## Supplied data
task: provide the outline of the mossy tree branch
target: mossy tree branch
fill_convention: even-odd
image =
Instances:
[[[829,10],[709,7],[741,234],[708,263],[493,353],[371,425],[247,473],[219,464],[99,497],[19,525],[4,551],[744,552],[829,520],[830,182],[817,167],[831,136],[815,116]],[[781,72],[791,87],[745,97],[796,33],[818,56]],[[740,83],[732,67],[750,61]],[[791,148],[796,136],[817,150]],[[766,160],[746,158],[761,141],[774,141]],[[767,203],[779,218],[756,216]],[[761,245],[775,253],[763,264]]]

## What is expected
Please put every line of the entries above into a Markdown table with the columns Number and Line, numbering the rows and skipping blank lines.

## Worked answer
| Number | Line |
|---|---|
| 1 | task: provide the outline of the mossy tree branch |
| 2 | target: mossy tree branch |
| 3 | fill_convention: even-odd |
| 4 | image = |
| 5 | Instances: |
| 6 | [[[829,10],[709,7],[741,234],[708,263],[493,353],[371,425],[247,473],[219,464],[99,497],[19,525],[4,551],[744,552],[829,520],[830,182],[817,167],[831,136],[815,116]],[[781,72],[791,87],[745,97],[796,33],[818,56]],[[740,83],[732,67],[750,61]],[[791,148],[796,136],[817,150]],[[766,160],[746,158],[761,141],[774,141]],[[767,203],[779,218],[756,216]],[[761,245],[775,253],[763,264]]] |